Assigned task: Set every entry below down once more, exactly as it stands, without images.

━━━ Provided data

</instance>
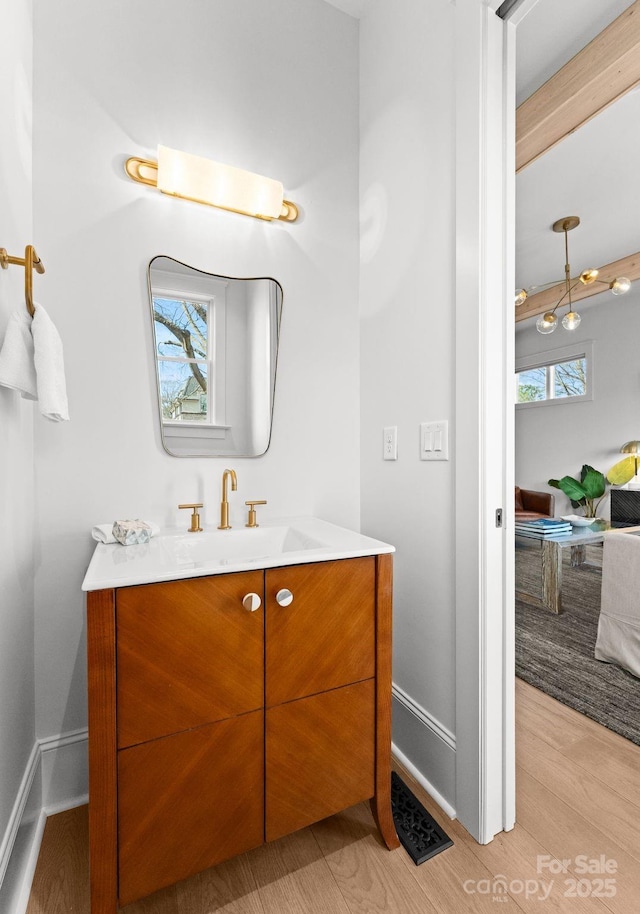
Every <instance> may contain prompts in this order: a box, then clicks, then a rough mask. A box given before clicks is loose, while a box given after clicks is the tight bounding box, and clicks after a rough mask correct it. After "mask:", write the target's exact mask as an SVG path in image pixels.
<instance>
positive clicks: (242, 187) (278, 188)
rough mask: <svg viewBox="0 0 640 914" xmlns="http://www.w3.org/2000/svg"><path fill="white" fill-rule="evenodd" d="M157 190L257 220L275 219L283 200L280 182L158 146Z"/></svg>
mask: <svg viewBox="0 0 640 914" xmlns="http://www.w3.org/2000/svg"><path fill="white" fill-rule="evenodd" d="M158 189H159V190H161V191H162V192H163V193H165V194H172V195H173V196H177V197H184V198H185V199H187V200H195V201H196V202H197V203H207V204H209V205H210V206H219V207H220V208H221V209H227V210H231V211H232V212H234V213H244V214H245V215H247V216H257V217H258V218H259V219H277V218H278V217H279V216H280V214H281V213H282V204H283V200H284V189H283V187H282V184H281V183H280V181H275V180H273V179H272V178H264V177H262V175H256V174H254V173H253V172H250V171H244V170H243V169H242V168H234V167H233V166H231V165H221V164H220V163H219V162H213V161H212V160H211V159H204V158H202V157H201V156H194V155H191V153H188V152H180V151H179V150H177V149H170V148H169V147H167V146H158Z"/></svg>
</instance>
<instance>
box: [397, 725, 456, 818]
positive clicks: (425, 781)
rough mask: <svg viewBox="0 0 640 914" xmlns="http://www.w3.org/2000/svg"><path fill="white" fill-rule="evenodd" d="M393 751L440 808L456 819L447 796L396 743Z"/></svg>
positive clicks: (451, 817)
mask: <svg viewBox="0 0 640 914" xmlns="http://www.w3.org/2000/svg"><path fill="white" fill-rule="evenodd" d="M391 752H392V753H393V755H394V756H395V757H396V758H397V759H398V761H399V762H400V764H401V765H402V766H403V768H406V769H407V771H408V772H409V774H411V775H413V777H414V778H415V779H416V781H417V782H418V784H420V786H421V787H424V789H425V790H426V792H427V793H428V794H429V796H430V797H431V798H432V799H433V800H435V802H436V803H437V804H438V806H439V807H440V809H441V810H442V811H443V812H444V813H446V815H448V816H449V818H450V819H455V818H456V811H455V809H454V808H453V806H452V805H451V804H450V803H449V802H448V800H445V798H444V797H443V796H442V794H441V793H440V792H439V791H437V790H436V789H435V787H434V786H433V784H431V783H430V782H429V781H428V780H427V779H426V778H425V776H424V775H423V774H422V772H421V771H418V769H417V768H416V766H415V765H414V764H413V762H412V761H411V760H410V759H408V758H407V756H406V755H405V754H404V753H403V752H401V751H400V750H399V749H398V747H397V746H396V744H395V743H391Z"/></svg>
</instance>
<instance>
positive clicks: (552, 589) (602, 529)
mask: <svg viewBox="0 0 640 914" xmlns="http://www.w3.org/2000/svg"><path fill="white" fill-rule="evenodd" d="M618 529H619V528H618ZM628 529H633V530H637V529H638V528H636V527H633V528H628ZM609 530H611V524H610V523H609V522H608V521H594V523H593V524H591V526H590V527H572V529H571V533H568V534H567V535H566V536H563V537H559V538H558V539H554V540H538V539H533V538H532V537H526V536H520V535H519V534H517V533H516V539H517V541H519V542H521V543H522V542H523V541H526V542H527V543H528V544H529V545H530V544H531V543H534V542H535V543H539V544H540V555H541V576H542V595H541V596H540V595H538V594H532V593H528V592H527V591H523V590H517V589H516V599H517V600H522V601H523V602H525V603H529V604H531V605H532V606H539V607H541V608H542V609H546V610H548V611H549V612H552V613H560V612H562V555H563V551H564V550H565V549H570V550H571V565H572V566H573V567H577V566H579V565H583V564H584V563H585V561H586V547H587V546H589V545H594V544H595V543H602V542H604V538H605V536H606V535H607V532H608V531H609Z"/></svg>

━━━━━━

Solution:
</instance>
Every <instance> may contain prompts in this order: a box, then clicks, then a rough mask. A box given before clicks is loose, while a box given after clicks is the tight bounding box, and clicks after a rough mask correct it. After "mask:", write the target's exact mask as an SVG path in image pixels.
<instance>
positive clicks: (242, 187) (278, 188)
rough mask: <svg viewBox="0 0 640 914" xmlns="http://www.w3.org/2000/svg"><path fill="white" fill-rule="evenodd" d="M157 190L257 220L275 219L283 200L280 182L158 146Z"/></svg>
mask: <svg viewBox="0 0 640 914" xmlns="http://www.w3.org/2000/svg"><path fill="white" fill-rule="evenodd" d="M158 189H159V190H161V191H162V192H163V193H165V194H172V195H173V196H177V197H184V198H185V199H187V200H195V201H196V202H197V203H207V204H209V205H210V206H219V207H220V208H221V209H227V210H231V211H232V212H234V213H244V214H245V215H247V216H257V217H258V218H259V219H277V218H278V217H279V216H280V214H281V213H282V204H283V200H284V189H283V187H282V184H281V183H280V181H275V180H273V179H272V178H264V177H262V175H256V174H254V173H253V172H250V171H244V170H243V169H242V168H234V167H233V166H231V165H221V164H220V163H219V162H213V161H212V160H211V159H204V158H202V157H201V156H194V155H191V153H188V152H180V151H179V150H177V149H170V148H169V147H167V146H158Z"/></svg>
</instance>
<instance>
box: [397, 725, 456, 818]
positive clicks: (425, 781)
rough mask: <svg viewBox="0 0 640 914" xmlns="http://www.w3.org/2000/svg"><path fill="white" fill-rule="evenodd" d="M393 751L440 808L456 819L447 796L396 743Z"/></svg>
positive clicks: (451, 817)
mask: <svg viewBox="0 0 640 914" xmlns="http://www.w3.org/2000/svg"><path fill="white" fill-rule="evenodd" d="M391 752H392V753H393V755H394V756H395V757H396V758H397V759H398V761H399V762H400V764H401V765H402V766H403V768H406V769H407V771H408V772H409V774H411V775H413V777H414V778H415V779H416V781H417V782H418V784H420V786H421V787H424V789H425V790H426V792H427V793H428V794H429V796H430V797H431V798H432V799H433V800H435V802H436V803H437V804H438V806H439V807H440V809H441V810H442V811H443V812H444V813H446V815H448V816H449V818H450V819H455V818H456V811H455V809H454V808H453V806H452V805H451V804H450V803H449V802H448V800H445V798H444V797H443V796H442V794H441V793H440V792H439V791H437V790H436V789H435V787H434V786H433V784H431V783H430V782H429V781H428V780H427V779H426V778H425V776H424V775H423V774H422V772H421V771H418V769H417V768H416V766H415V765H414V764H413V762H412V761H411V760H410V759H408V758H407V756H406V755H405V754H404V753H403V752H401V751H400V750H399V749H398V747H397V746H396V744H395V743H391Z"/></svg>
</instance>
<instance>
positive clicks: (552, 589) (602, 529)
mask: <svg viewBox="0 0 640 914" xmlns="http://www.w3.org/2000/svg"><path fill="white" fill-rule="evenodd" d="M618 529H619V528H618ZM628 529H633V530H637V529H638V528H636V527H633V528H628ZM609 530H611V524H610V523H609V522H608V521H594V523H593V524H591V526H590V527H572V529H571V533H568V534H567V535H566V536H563V537H559V538H558V539H554V540H538V539H533V538H532V537H526V536H520V535H519V534H517V533H516V539H517V541H519V542H521V543H522V542H523V541H526V542H527V543H528V544H529V545H530V544H531V543H534V542H535V543H539V544H540V555H541V576H542V595H541V596H540V595H538V594H532V593H528V592H527V591H523V590H517V589H516V599H517V600H522V601H523V602H525V603H529V604H531V605H532V606H539V607H541V608H542V609H546V610H548V611H549V612H552V613H560V612H562V555H563V551H564V550H565V549H570V550H571V565H572V566H573V567H577V566H579V565H583V564H584V563H585V561H586V547H587V546H589V545H594V544H595V543H602V542H604V538H605V536H606V535H607V532H608V531H609Z"/></svg>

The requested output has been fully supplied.